- DATASET EXTRACT
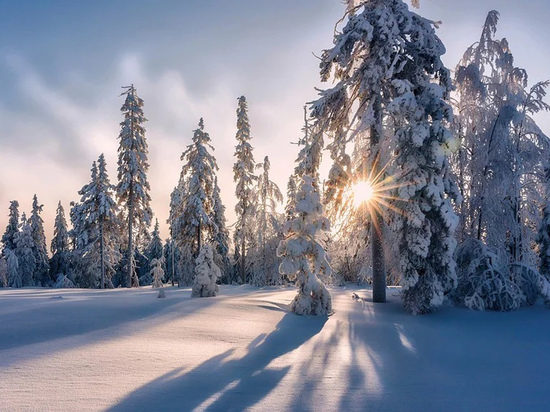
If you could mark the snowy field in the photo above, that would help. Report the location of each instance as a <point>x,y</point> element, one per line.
<point>126,350</point>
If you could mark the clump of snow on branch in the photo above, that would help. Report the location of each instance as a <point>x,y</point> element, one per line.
<point>206,274</point>
<point>485,282</point>
<point>304,257</point>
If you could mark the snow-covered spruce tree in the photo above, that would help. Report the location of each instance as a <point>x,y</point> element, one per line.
<point>14,275</point>
<point>41,274</point>
<point>198,172</point>
<point>303,256</point>
<point>95,224</point>
<point>3,272</point>
<point>264,263</point>
<point>133,188</point>
<point>206,274</point>
<point>172,252</point>
<point>8,238</point>
<point>24,250</point>
<point>299,170</point>
<point>109,224</point>
<point>172,257</point>
<point>243,176</point>
<point>157,273</point>
<point>502,152</point>
<point>221,237</point>
<point>391,83</point>
<point>486,281</point>
<point>543,237</point>
<point>153,251</point>
<point>60,248</point>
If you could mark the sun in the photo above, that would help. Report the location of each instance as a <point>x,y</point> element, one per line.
<point>363,192</point>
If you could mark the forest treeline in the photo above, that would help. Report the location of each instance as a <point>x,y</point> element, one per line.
<point>458,166</point>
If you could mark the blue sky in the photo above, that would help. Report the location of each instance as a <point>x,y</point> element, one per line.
<point>62,64</point>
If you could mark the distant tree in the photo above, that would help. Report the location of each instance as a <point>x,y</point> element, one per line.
<point>60,248</point>
<point>502,151</point>
<point>220,240</point>
<point>24,250</point>
<point>303,255</point>
<point>543,237</point>
<point>172,253</point>
<point>198,172</point>
<point>41,274</point>
<point>157,273</point>
<point>14,275</point>
<point>267,196</point>
<point>243,175</point>
<point>299,170</point>
<point>153,251</point>
<point>3,272</point>
<point>133,187</point>
<point>96,225</point>
<point>206,274</point>
<point>8,238</point>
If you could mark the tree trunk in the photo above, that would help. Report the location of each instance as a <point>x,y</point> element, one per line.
<point>198,239</point>
<point>130,240</point>
<point>377,234</point>
<point>102,253</point>
<point>173,262</point>
<point>243,244</point>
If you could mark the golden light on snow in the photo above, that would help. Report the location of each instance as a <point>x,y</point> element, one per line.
<point>363,192</point>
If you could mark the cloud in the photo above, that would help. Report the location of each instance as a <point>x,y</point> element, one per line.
<point>48,147</point>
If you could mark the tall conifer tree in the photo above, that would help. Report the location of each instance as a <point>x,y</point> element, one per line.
<point>133,187</point>
<point>243,175</point>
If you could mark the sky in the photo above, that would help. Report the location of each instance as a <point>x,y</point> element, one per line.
<point>62,65</point>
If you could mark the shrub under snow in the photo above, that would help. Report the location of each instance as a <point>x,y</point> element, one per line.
<point>484,282</point>
<point>157,273</point>
<point>207,272</point>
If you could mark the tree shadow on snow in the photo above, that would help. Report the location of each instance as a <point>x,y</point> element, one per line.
<point>227,384</point>
<point>91,319</point>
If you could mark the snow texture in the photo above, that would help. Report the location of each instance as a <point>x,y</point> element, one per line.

- EXERCISE AIM
Give the entries above again in full and exactly, but not the pictures.

- ANSWER FOR THIS EXERCISE
If you could mark the snowy field in the photo above, that would help. Report the location of each instance as a <point>x,y</point> element, one per line.
<point>126,350</point>
If you could mark the clump of snow on branch in the photo above, that would help. Report the location of each instance as a <point>x,y</point> element, one per line.
<point>206,274</point>
<point>485,282</point>
<point>304,257</point>
If you could mark the snow-covered spruce tree in the photo above, that would help. Report the location of each instance as a <point>x,y</point> element, one per line.
<point>14,275</point>
<point>41,274</point>
<point>198,172</point>
<point>303,256</point>
<point>95,224</point>
<point>3,272</point>
<point>264,263</point>
<point>133,188</point>
<point>206,274</point>
<point>172,252</point>
<point>8,238</point>
<point>24,250</point>
<point>299,170</point>
<point>109,224</point>
<point>172,257</point>
<point>243,176</point>
<point>157,273</point>
<point>502,152</point>
<point>221,237</point>
<point>391,83</point>
<point>486,281</point>
<point>543,237</point>
<point>153,251</point>
<point>60,248</point>
If you could mark the sun in the photo above, that would help. Report the location of each instance as a <point>x,y</point> element, one per line.
<point>363,192</point>
If you could mark the forest treeline in the photo above, that would help. Report the location of each instance as a <point>x,y</point> element, one per line.
<point>458,166</point>
If you could mark the blue sky in the photo above, that would help. Report the location of each instance as a <point>x,y</point> element, one per line.
<point>62,64</point>
If you could mark the distant tree in the photo above, that would help. Report the location of each instance as a <point>x,y</point> element, one per line.
<point>60,248</point>
<point>502,151</point>
<point>220,240</point>
<point>24,250</point>
<point>303,255</point>
<point>543,237</point>
<point>172,253</point>
<point>198,172</point>
<point>41,274</point>
<point>157,273</point>
<point>14,275</point>
<point>267,196</point>
<point>243,175</point>
<point>299,170</point>
<point>153,251</point>
<point>3,272</point>
<point>133,187</point>
<point>96,225</point>
<point>206,274</point>
<point>8,238</point>
If you could mark the tree trunk in the photo above, that would help. Report the location of each instance as a <point>x,y</point> element, one per line.
<point>198,239</point>
<point>130,240</point>
<point>377,234</point>
<point>102,253</point>
<point>173,262</point>
<point>243,244</point>
If you could mark the golden light on snow in the photo above, that would help. Report the location of each instance as a <point>x,y</point> element, one per line.
<point>363,192</point>
If you could mark the cloud in the photo above, that would help. Report the location of each instance as a <point>x,y</point> element, one per line.
<point>48,147</point>
If you could mark the tall conifer tree in the photo above, that would help. Report the location of each instance as a <point>x,y</point> element, one per line.
<point>133,187</point>
<point>243,175</point>
If you could mark the sky in the photo above, that would help. Report the location of each instance as a <point>x,y</point> element, one per line.
<point>62,65</point>
If you could mark the shrub under snow in the photo above, that would help. Report the location of each instance as a <point>x,y</point> element, one per line.
<point>484,282</point>
<point>157,273</point>
<point>207,272</point>
If you could mark the tree shadow on snow in the photo above, that would help. Report the location of each instance as a <point>x,y</point> element, one per line.
<point>227,384</point>
<point>91,319</point>
If you could mark the snow texture in the photo above, that would help. Report the location of each instance as a <point>x,y</point> element, one per line.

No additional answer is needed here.